Aim of the task
Please turn all the entries below into a numbered list, leaving out blank lines and the pictures.

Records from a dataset
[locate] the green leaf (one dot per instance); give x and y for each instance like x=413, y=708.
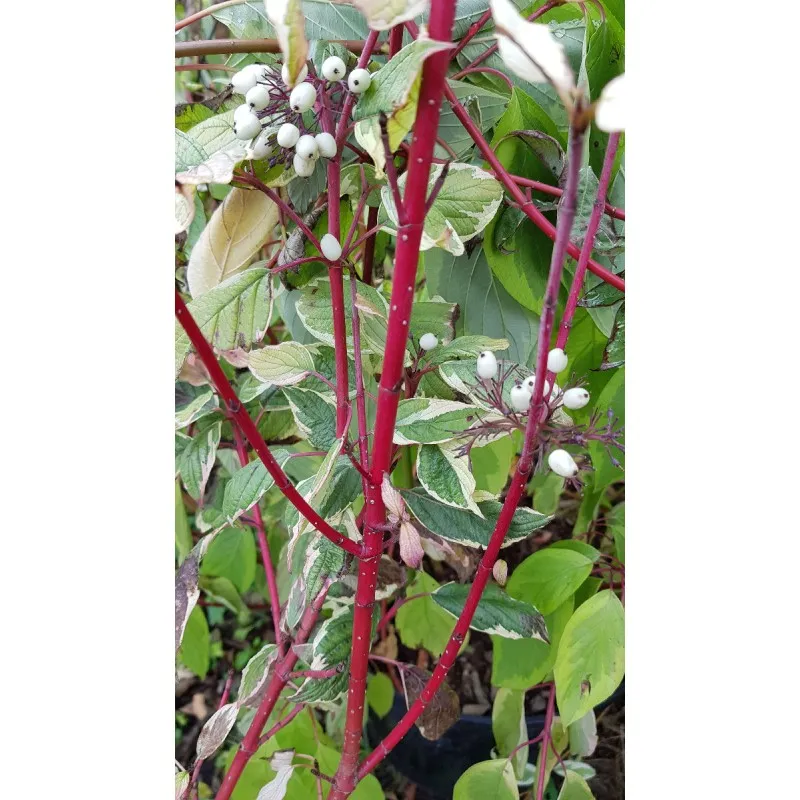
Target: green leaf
x=232, y=554
x=234, y=314
x=548, y=577
x=380, y=693
x=497, y=613
x=590, y=662
x=464, y=206
x=488, y=780
x=465, y=528
x=195, y=652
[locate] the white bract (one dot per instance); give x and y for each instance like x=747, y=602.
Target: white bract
x=487, y=365
x=257, y=97
x=562, y=463
x=529, y=49
x=609, y=113
x=359, y=81
x=326, y=145
x=288, y=135
x=303, y=96
x=307, y=147
x=333, y=68
x=556, y=360
x=303, y=167
x=576, y=398
x=520, y=397
x=300, y=78
x=330, y=246
x=428, y=341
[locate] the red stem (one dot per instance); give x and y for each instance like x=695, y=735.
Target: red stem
x=249, y=429
x=403, y=281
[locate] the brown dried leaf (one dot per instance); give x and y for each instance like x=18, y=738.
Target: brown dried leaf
x=443, y=710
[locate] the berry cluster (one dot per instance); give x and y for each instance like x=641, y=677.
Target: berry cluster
x=289, y=132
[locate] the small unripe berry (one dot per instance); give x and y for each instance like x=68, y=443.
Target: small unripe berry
x=257, y=97
x=333, y=68
x=303, y=167
x=487, y=365
x=556, y=360
x=326, y=145
x=576, y=398
x=247, y=127
x=307, y=147
x=359, y=81
x=288, y=135
x=300, y=78
x=562, y=463
x=303, y=96
x=331, y=248
x=520, y=397
x=428, y=341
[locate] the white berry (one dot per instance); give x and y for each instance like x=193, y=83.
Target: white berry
x=303, y=167
x=333, y=68
x=359, y=81
x=288, y=135
x=562, y=463
x=257, y=97
x=326, y=145
x=428, y=341
x=487, y=365
x=300, y=78
x=307, y=147
x=576, y=398
x=303, y=96
x=247, y=127
x=331, y=248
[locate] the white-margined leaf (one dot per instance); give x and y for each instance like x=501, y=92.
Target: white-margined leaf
x=497, y=613
x=236, y=231
x=216, y=730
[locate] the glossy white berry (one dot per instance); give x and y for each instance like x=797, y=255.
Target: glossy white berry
x=261, y=146
x=288, y=135
x=562, y=463
x=487, y=365
x=556, y=360
x=300, y=78
x=246, y=127
x=307, y=147
x=359, y=81
x=303, y=96
x=326, y=145
x=331, y=248
x=576, y=398
x=428, y=341
x=257, y=97
x=333, y=68
x=520, y=397
x=302, y=166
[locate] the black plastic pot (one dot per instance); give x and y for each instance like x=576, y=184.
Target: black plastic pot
x=436, y=766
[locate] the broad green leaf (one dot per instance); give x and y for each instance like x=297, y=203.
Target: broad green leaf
x=248, y=485
x=590, y=662
x=234, y=314
x=488, y=780
x=234, y=234
x=464, y=206
x=497, y=613
x=281, y=364
x=380, y=693
x=446, y=476
x=465, y=528
x=548, y=577
x=509, y=727
x=196, y=459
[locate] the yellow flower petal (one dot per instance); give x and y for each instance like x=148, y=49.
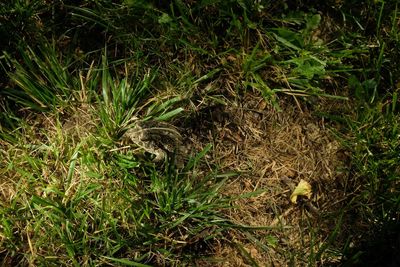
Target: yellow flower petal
x=302, y=189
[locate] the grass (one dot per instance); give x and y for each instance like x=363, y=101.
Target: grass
x=255, y=88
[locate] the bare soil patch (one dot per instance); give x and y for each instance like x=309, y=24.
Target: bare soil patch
x=272, y=151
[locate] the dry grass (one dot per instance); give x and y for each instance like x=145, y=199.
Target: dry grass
x=272, y=151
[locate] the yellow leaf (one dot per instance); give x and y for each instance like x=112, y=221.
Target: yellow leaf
x=302, y=189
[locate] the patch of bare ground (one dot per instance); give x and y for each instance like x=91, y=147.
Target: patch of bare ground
x=273, y=151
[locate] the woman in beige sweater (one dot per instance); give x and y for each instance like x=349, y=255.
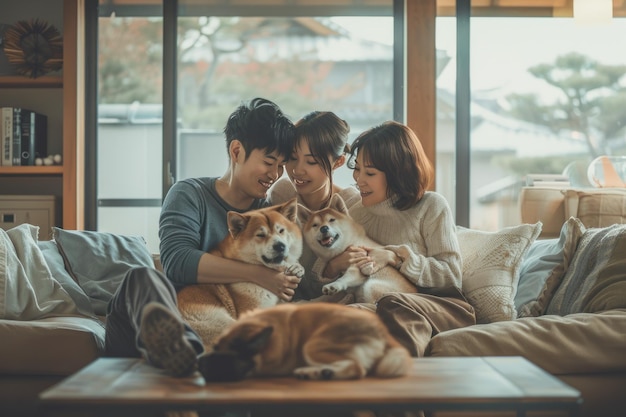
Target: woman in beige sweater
x=392, y=174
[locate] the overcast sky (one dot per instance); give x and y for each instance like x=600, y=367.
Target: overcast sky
x=504, y=48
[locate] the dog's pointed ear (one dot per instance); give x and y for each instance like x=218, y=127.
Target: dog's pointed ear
x=337, y=203
x=236, y=223
x=290, y=209
x=303, y=214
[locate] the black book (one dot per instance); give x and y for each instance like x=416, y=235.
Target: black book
x=34, y=136
x=17, y=136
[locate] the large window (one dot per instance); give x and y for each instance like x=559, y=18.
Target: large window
x=303, y=58
x=548, y=96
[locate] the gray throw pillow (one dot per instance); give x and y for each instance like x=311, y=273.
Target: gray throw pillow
x=98, y=261
x=57, y=268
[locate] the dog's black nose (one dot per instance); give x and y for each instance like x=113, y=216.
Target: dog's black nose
x=279, y=247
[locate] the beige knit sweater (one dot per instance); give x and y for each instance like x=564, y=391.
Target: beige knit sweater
x=424, y=236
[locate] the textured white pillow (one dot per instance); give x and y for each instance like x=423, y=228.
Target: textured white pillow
x=491, y=263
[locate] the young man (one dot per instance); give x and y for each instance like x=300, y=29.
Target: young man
x=143, y=318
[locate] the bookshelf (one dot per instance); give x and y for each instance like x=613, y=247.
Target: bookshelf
x=57, y=96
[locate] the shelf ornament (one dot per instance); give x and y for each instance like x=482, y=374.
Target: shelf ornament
x=35, y=48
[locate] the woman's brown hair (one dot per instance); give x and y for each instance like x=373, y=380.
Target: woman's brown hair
x=327, y=135
x=394, y=149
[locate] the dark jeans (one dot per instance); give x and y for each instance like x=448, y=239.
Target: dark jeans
x=139, y=287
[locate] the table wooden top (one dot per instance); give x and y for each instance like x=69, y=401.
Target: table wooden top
x=450, y=382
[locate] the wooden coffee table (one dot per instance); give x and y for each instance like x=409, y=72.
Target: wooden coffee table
x=112, y=386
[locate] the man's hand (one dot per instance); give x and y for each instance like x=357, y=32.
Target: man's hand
x=340, y=263
x=283, y=284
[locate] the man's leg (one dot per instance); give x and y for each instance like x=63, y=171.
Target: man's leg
x=143, y=320
x=413, y=319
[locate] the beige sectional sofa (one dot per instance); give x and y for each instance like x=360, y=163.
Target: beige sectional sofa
x=533, y=296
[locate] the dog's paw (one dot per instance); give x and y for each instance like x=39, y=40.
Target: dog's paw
x=314, y=372
x=368, y=269
x=295, y=269
x=331, y=289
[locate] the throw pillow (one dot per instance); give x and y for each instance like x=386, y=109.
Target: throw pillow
x=596, y=278
x=57, y=269
x=491, y=268
x=596, y=208
x=98, y=261
x=543, y=268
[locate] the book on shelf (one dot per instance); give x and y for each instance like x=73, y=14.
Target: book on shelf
x=24, y=136
x=6, y=138
x=34, y=136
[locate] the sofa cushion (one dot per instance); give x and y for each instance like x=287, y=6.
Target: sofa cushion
x=98, y=261
x=52, y=346
x=490, y=268
x=28, y=291
x=578, y=343
x=543, y=268
x=596, y=278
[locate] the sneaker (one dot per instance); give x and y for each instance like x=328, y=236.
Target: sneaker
x=163, y=337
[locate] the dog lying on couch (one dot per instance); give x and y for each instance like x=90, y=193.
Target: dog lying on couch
x=269, y=237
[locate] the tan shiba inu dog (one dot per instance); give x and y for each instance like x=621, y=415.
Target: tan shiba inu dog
x=269, y=237
x=318, y=341
x=328, y=232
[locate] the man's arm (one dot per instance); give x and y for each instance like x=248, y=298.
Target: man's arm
x=217, y=270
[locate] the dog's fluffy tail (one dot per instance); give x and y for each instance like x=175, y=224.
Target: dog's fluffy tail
x=395, y=362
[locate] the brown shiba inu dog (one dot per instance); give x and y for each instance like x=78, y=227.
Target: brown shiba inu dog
x=310, y=341
x=269, y=237
x=328, y=232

Final answer
1. [locate] the green leaf (one dot per instance); give x and y for each instance like x=413, y=708.
2. Target: green leaf
3. x=232, y=554
4. x=234, y=314
5. x=548, y=577
6. x=380, y=693
7. x=497, y=613
8. x=590, y=662
9. x=464, y=206
10. x=488, y=780
11. x=465, y=528
12. x=195, y=652
13. [locate] the white bract (one dot per instance); give x and y for each instance like x=747, y=602.
14. Target: white bract
15. x=487, y=365
16. x=257, y=97
17. x=562, y=463
18. x=529, y=49
19. x=609, y=113
20. x=359, y=81
21. x=326, y=145
22. x=288, y=135
23. x=303, y=96
24. x=307, y=147
25. x=333, y=68
26. x=556, y=360
27. x=303, y=167
28. x=576, y=398
29. x=520, y=397
30. x=300, y=78
31. x=330, y=246
32. x=428, y=341
33. [locate] the red stem (one dot per instance); give x and y for each instance like x=695, y=735.
34. Target: red stem
35. x=249, y=429
36. x=403, y=281
37. [locate] the brown dried leaf (one dot per instance); give x and y for each instance like x=18, y=738.
38. Target: brown dried leaf
39. x=443, y=710
40. [locate] the berry cluster (one dot per instance); give x and y for each instance like x=641, y=677.
41. Target: berry cluster
42. x=289, y=132
43. [locate] the small unripe berry (one dot per instance); give x and y for each instance like x=68, y=443.
44. Target: small unripe berry
45. x=257, y=97
46. x=333, y=68
47. x=303, y=167
48. x=487, y=365
49. x=556, y=360
50. x=326, y=145
51. x=576, y=398
52. x=247, y=127
53. x=307, y=147
54. x=359, y=81
55. x=288, y=135
56. x=300, y=78
57. x=562, y=463
58. x=303, y=96
59. x=331, y=248
60. x=520, y=397
61. x=428, y=341
62. [locate] the white berry (one dot per instance); give x and y for each instance like x=193, y=83.
63. Target: white berry
64. x=303, y=167
65. x=333, y=68
66. x=359, y=81
67. x=288, y=135
68. x=562, y=463
69. x=257, y=97
70. x=326, y=145
71. x=428, y=341
72. x=487, y=365
73. x=300, y=78
74. x=307, y=147
75. x=576, y=398
76. x=303, y=96
77. x=247, y=127
78. x=331, y=248
79. [locate] the white-margined leaf (one dot per instance); give x and y for each instance like x=501, y=92.
80. Target: white-margined leaf
81. x=497, y=613
82. x=236, y=231
83. x=216, y=730
84. [locate] the glossy white berry (one dot per instance); give x and y for each instance like x=797, y=255.
85. Target: glossy white berry
86. x=261, y=146
87. x=288, y=135
88. x=562, y=463
89. x=487, y=365
90. x=556, y=360
91. x=300, y=78
92. x=246, y=127
93. x=307, y=147
94. x=359, y=81
95. x=303, y=96
96. x=326, y=145
97. x=331, y=248
98. x=576, y=398
99. x=428, y=341
100. x=257, y=97
101. x=333, y=68
102. x=520, y=397
103. x=302, y=166
104. [locate] the black plastic pot (one dot per instance); give x and y for each instance like x=576, y=184.
105. Target: black plastic pot
106. x=436, y=766
107. [locate] the broad green leaf (one dot per instance); give x and y for each instance like x=297, y=203.
108. Target: broad green leaf
109. x=248, y=485
110. x=590, y=662
111. x=234, y=314
112. x=488, y=780
113. x=234, y=234
114. x=464, y=206
115. x=497, y=613
116. x=281, y=364
117. x=380, y=693
118. x=446, y=476
119. x=465, y=528
120. x=548, y=577
121. x=509, y=727
122. x=196, y=459
123. [locate] the yellow flower petal (one dot per instance); give x and y for each instance like x=148, y=49.
124. Target: yellow flower petal
125. x=302, y=189
126. [locate] the grass (one dot per instance); give x and y for each instance like x=363, y=101.
127. Target: grass
128. x=255, y=88
129. [locate] the bare soil patch (one dot per instance); give x and y for each instance like x=309, y=24.
130. Target: bare soil patch
131. x=272, y=151
132. [locate] the dry grass (one dot per instance); give x and y for each instance like x=145, y=199.
133. Target: dry grass
134. x=272, y=151
135. [locate] the yellow leaf (one dot per instance); give x and y for each instance like x=112, y=221.
136. Target: yellow leaf
137. x=302, y=189
138. [locate] the patch of bare ground (one dot per instance); give x and y for each instance like x=91, y=147.
139. Target: patch of bare ground
140. x=273, y=151
141. [locate] the woman in beige sweater (one dot per instance); give x and y for each instance like x=349, y=255.
142. Target: woman in beige sweater
143. x=392, y=174
144. [locate] the overcast sky (one dot per instance); give x and y for each instance like x=600, y=367.
145. Target: overcast sky
146. x=504, y=48
147. [locate] the dog's pointed ear (one dot per instance); give x and y for each instance like x=218, y=127.
148. Target: dog's pointed ear
149. x=337, y=203
150. x=236, y=223
151. x=290, y=209
152. x=303, y=214
153. [locate] the black book (one dot per instance); give x and y for each instance like x=416, y=235.
154. Target: black book
155. x=34, y=136
156. x=17, y=136
157. [locate] the large window (one dot per instance); give x and y for each instance like x=559, y=18.
158. Target: large window
159. x=303, y=58
160. x=548, y=96
161. [locate] the gray throw pillow (one dot per instance); give x and y for each instance like x=311, y=273.
162. Target: gray throw pillow
163. x=98, y=261
164. x=57, y=268
165. [locate] the dog's black nose (one dot per instance); give x and y for each instance like x=113, y=216.
166. Target: dog's black nose
167. x=279, y=247
168. [locate] the beige knit sweater (one dot per instance); give x and y for each instance like x=564, y=391.
169. Target: beige knit sweater
170. x=424, y=236
171. [locate] the textured white pillow (one dot per instance); give x and y for each instance like x=423, y=228.
172. Target: textured white pillow
173. x=491, y=263
174. [locate] the young man (one dot per instance); give x and y for each instance like x=300, y=29.
175. Target: young man
176. x=143, y=318
177. [locate] the bookshelf (one dot per instance); give x and y for each instance like x=613, y=247.
178. Target: bookshelf
179. x=57, y=96
180. [locate] the shelf ornament (one dot per instance); give x and y for each instance like x=482, y=374.
181. Target: shelf ornament
182. x=35, y=48
183. [locate] the woman's brown hair (one dot per instance); give x and y for each instance like x=373, y=380.
184. Target: woman's brown hair
185. x=327, y=135
186. x=394, y=149
187. [locate] the dark jeans (one dot per instance); give x and y for each instance like x=448, y=239.
188. Target: dark jeans
189. x=139, y=287
190. [locate] the table wooden top (one dot per instance); give x and y for each instance like x=69, y=401.
191. Target: table wooden top
192. x=450, y=382
193. [locate] the wooden coffee table (one dot per instance); give x and y for each instance like x=409, y=72.
194. Target: wooden coffee table
195. x=112, y=386
196. [locate] the man's hand (one dot per instance); give x and y for each instance like x=357, y=32.
197. Target: man's hand
198. x=340, y=263
199. x=283, y=284
200. [locate] the man's leg (one dot per instance); give x and y for each instance like x=63, y=171.
201. Target: man's leg
202. x=143, y=320
203. x=413, y=319
204. [locate] the beige sectional sofa (one dot per instance); give x and y for each instance like x=360, y=163.
205. Target: beige sectional sofa
206. x=533, y=296
207. [locate] the dog's paw (one dot per instance); give x and y for each instance like x=39, y=40.
208. Target: dog's paw
209. x=314, y=372
210. x=368, y=269
211. x=295, y=269
212. x=331, y=289
213. [locate] the throw pillow (one dot per instance); give x and y for each instance like x=386, y=109.
214. Target: throw pillow
215. x=596, y=278
216. x=57, y=269
217. x=491, y=268
218. x=596, y=208
219. x=98, y=261
220. x=543, y=268
221. [locate] the book on shelf (one dot per instance); give x and y for each instance like x=73, y=14.
222. Target: book on shelf
223. x=24, y=136
224. x=6, y=138
225. x=34, y=136
226. [locate] the sofa cushion (one dot per instance); give x and y for each instance like x=287, y=6.
227. Target: sofa cushion
228. x=98, y=261
229. x=52, y=346
230. x=490, y=268
231. x=28, y=291
232. x=578, y=343
233. x=543, y=268
234. x=596, y=278
235. [locate] the sneaker (one dot per instance); give x and y for each instance like x=328, y=236.
236. Target: sneaker
237. x=163, y=337
238. [locate] the dog lying on couch (one dot per instance); give x and y for each instance like x=90, y=193.
239. Target: dog lying on couch
240. x=269, y=237
241. [locate] the tan shiba inu dog (one dot per instance); give x and y for each instance like x=621, y=415.
242. Target: tan shiba inu dog
243. x=269, y=237
244. x=318, y=341
245. x=328, y=232
246. [locate] the man's arm (one dot per instance); give x and y for each instance like x=248, y=298.
247. Target: man's arm
248. x=217, y=270
249. [locate] the dog's fluffy tail (one dot per instance); give x and y for each instance like x=175, y=224.
250. Target: dog's fluffy tail
251. x=395, y=362
252. [locate] the brown shiba inu dog (one dot per instance); give x and y for each instance like x=78, y=227.
253. Target: brown shiba inu dog
254. x=310, y=341
255. x=269, y=237
256. x=328, y=232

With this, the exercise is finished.